## TASK DETAILS
Quote each line exactly, from the line that contains "of the bare" down to the last line of the listing, and no other lines.

## INFORMATION SUPPLIED
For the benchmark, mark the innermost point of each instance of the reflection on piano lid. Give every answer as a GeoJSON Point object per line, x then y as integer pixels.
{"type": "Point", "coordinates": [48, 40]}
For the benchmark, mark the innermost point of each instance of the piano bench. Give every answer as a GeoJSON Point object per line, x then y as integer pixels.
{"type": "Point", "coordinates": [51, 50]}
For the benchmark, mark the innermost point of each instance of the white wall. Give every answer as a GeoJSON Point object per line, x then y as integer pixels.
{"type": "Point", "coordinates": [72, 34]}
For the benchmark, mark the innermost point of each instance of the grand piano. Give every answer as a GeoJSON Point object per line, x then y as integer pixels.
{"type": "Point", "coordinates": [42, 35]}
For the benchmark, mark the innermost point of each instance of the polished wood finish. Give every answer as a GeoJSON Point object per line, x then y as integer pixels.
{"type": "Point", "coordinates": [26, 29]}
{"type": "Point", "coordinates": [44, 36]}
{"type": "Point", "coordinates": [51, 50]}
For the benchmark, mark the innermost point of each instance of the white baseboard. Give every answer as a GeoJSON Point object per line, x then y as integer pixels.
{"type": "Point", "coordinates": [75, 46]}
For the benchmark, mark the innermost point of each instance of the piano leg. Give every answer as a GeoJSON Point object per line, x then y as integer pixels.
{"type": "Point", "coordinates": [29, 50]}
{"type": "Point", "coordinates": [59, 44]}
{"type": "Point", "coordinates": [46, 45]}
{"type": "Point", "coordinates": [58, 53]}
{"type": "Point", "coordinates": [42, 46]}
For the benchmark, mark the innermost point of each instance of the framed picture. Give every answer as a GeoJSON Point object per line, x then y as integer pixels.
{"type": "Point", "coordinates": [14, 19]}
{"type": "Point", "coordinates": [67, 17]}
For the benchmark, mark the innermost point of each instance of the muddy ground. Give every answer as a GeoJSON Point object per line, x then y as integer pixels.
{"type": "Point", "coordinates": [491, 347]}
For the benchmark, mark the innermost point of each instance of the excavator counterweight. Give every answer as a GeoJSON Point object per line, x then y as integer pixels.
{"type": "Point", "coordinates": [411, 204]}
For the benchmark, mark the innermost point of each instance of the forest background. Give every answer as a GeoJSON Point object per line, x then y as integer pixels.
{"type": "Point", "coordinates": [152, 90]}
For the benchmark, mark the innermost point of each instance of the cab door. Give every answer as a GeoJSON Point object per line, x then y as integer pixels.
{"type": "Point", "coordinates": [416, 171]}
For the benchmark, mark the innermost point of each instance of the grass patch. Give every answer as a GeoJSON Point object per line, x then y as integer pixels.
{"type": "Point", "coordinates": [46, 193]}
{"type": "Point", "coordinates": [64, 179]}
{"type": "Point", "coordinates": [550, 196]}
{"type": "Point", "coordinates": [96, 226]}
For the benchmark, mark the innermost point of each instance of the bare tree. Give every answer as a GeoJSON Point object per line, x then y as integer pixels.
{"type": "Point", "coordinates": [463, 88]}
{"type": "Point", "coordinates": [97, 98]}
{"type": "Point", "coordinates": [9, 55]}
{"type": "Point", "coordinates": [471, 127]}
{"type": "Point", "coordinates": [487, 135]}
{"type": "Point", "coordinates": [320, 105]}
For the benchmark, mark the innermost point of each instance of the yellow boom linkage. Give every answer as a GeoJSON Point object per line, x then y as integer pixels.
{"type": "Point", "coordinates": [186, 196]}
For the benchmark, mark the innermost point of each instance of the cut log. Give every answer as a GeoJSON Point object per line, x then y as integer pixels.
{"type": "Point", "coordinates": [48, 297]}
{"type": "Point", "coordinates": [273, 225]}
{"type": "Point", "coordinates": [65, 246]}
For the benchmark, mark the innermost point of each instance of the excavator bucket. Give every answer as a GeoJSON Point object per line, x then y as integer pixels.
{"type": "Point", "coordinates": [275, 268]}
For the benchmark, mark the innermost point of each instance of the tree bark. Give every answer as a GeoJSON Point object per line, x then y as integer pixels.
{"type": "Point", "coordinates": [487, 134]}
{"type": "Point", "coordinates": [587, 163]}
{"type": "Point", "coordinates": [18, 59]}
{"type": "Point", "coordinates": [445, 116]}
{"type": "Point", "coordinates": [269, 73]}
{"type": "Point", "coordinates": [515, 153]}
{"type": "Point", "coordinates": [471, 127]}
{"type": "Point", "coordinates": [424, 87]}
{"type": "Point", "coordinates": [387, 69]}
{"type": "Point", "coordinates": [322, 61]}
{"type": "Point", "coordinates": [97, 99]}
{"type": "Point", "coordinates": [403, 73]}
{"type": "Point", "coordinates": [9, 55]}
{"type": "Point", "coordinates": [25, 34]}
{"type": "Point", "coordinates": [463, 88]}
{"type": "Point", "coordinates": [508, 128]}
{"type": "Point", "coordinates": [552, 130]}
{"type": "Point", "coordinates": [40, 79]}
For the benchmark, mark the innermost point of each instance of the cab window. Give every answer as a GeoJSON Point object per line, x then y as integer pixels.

## OUTPUT OF THE TASK
For the benchmark, mark the innermost point of each instance of the bare tree. Give every answer as a GeoJSON Point object per line, x then y as integer pixels.
{"type": "Point", "coordinates": [463, 88]}
{"type": "Point", "coordinates": [97, 98]}
{"type": "Point", "coordinates": [9, 55]}
{"type": "Point", "coordinates": [471, 127]}
{"type": "Point", "coordinates": [487, 135]}
{"type": "Point", "coordinates": [320, 105]}
For the benchmark, mark the innermost point of each instance of the yellow boom linkage. Give every answer as a GeoJSON Point object per line, x then y as integer pixels.
{"type": "Point", "coordinates": [186, 196]}
For the benchmark, mark the innermost point of each instance of the cut log. Give every answer as a GeoJSON Point object per line, x then y as integer pixels.
{"type": "Point", "coordinates": [48, 297]}
{"type": "Point", "coordinates": [273, 225]}
{"type": "Point", "coordinates": [65, 246]}
For the benchmark, mark the innermost point of each instance of the excavator bucket. Give every answer as a GeoJSON Point object per line, x then y as integer pixels.
{"type": "Point", "coordinates": [275, 268]}
For the benchmark, mark the innermost point of each instance of the tree bark. Give every answer as a GeoJSON Point object per line, x then y as integer pixels.
{"type": "Point", "coordinates": [487, 134]}
{"type": "Point", "coordinates": [587, 163]}
{"type": "Point", "coordinates": [18, 59]}
{"type": "Point", "coordinates": [445, 116]}
{"type": "Point", "coordinates": [269, 73]}
{"type": "Point", "coordinates": [515, 153]}
{"type": "Point", "coordinates": [471, 127]}
{"type": "Point", "coordinates": [424, 87]}
{"type": "Point", "coordinates": [387, 69]}
{"type": "Point", "coordinates": [322, 61]}
{"type": "Point", "coordinates": [97, 99]}
{"type": "Point", "coordinates": [403, 73]}
{"type": "Point", "coordinates": [9, 55]}
{"type": "Point", "coordinates": [25, 34]}
{"type": "Point", "coordinates": [463, 88]}
{"type": "Point", "coordinates": [508, 128]}
{"type": "Point", "coordinates": [552, 130]}
{"type": "Point", "coordinates": [40, 79]}
For the benchmark, mark the innermost point of each instance of the cab window. Give every answer as a GeoJSON Point object per line, x then y as integer pixels.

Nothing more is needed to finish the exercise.